### TASK TO CARRY OUT
Please convert the entries into a Markdown table with the columns Number and Entry line, giving each non-blank line its own row.

[Entries excerpted from a collection]

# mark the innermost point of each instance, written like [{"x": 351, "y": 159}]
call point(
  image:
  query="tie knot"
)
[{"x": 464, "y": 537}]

### ANSWER FOR THIS EXERCISE
| Number | Entry line |
|---|---|
| 1 | # mark the innermost point of each instance, written like [{"x": 351, "y": 159}] |
| 2 | call point( |
| 3 |   image: |
| 4 |   query="tie knot" |
| 5 | ) |
| 6 | [{"x": 464, "y": 537}] |